[A run of records]
▼

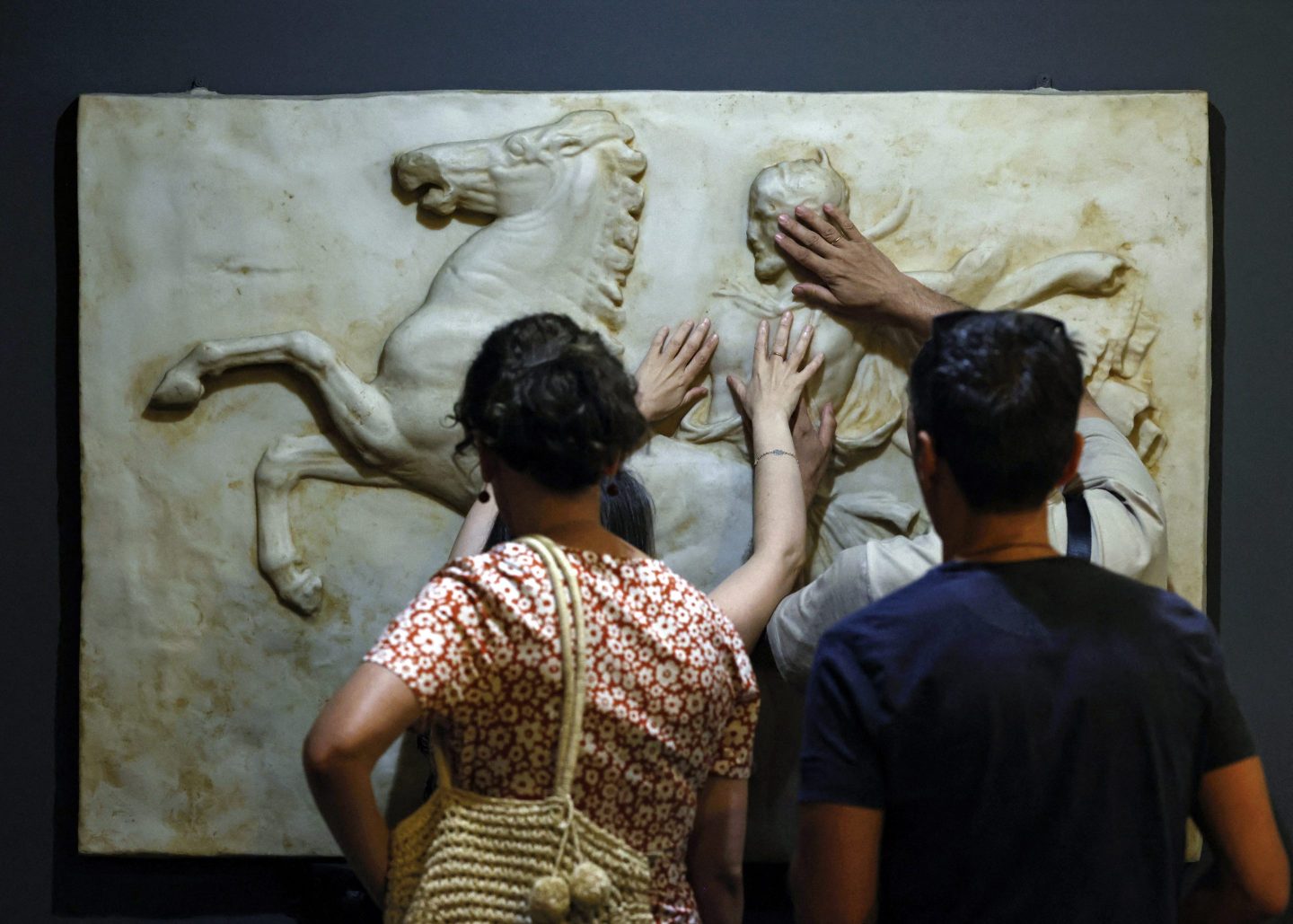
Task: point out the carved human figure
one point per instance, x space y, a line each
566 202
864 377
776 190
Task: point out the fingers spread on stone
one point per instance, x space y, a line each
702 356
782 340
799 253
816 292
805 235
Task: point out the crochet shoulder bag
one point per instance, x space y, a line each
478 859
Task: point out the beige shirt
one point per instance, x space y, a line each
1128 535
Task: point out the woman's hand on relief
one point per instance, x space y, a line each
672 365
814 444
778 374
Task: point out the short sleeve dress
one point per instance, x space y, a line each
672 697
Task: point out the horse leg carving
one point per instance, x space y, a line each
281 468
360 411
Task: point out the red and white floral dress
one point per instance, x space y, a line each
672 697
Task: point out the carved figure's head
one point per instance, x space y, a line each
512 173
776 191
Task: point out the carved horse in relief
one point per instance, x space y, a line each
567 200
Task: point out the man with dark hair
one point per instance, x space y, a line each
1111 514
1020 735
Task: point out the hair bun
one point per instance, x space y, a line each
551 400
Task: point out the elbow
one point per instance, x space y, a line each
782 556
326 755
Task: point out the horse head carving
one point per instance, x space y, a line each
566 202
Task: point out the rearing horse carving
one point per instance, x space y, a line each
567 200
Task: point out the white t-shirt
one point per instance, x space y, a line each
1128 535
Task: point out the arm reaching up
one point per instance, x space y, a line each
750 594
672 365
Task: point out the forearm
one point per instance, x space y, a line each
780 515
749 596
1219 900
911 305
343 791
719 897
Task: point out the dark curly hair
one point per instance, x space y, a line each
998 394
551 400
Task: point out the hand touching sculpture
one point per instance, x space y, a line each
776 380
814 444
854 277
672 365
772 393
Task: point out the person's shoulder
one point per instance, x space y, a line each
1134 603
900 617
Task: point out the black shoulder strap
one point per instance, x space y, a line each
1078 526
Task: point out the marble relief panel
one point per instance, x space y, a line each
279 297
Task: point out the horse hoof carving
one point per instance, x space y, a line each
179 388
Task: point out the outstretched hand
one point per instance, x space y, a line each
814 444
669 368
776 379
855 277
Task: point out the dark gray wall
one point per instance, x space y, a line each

▲

Task
Write out again everything from the line containing "Task: point out the hand touching sculpture" down to the end of the records, requests included. Shift every coordinate in the answers by adding 74 to it.

Result for this task
Task: point out the hand touching sculpture
one point per instance, x space y, a line each
850 454
888 518
928 351
746 439
846 467
Task: point out the person's shoulder
one point per instance, x space y, a line each
1208 677
974 691
Task: point out the black shoulder strap
one point per instance, x space y, a line each
1152 600
Task: point out the marble relief panel
one point per instance, x space y, a line each
353 371
Task: point out the horse hoof carving
one point per instance, x space y, a line each
253 462
Task: point out the outstretched hand
one point per instance, x space y, a line each
888 518
743 442
850 453
929 351
Task: point out the dark gray wall
one point per instance, x space y, a line each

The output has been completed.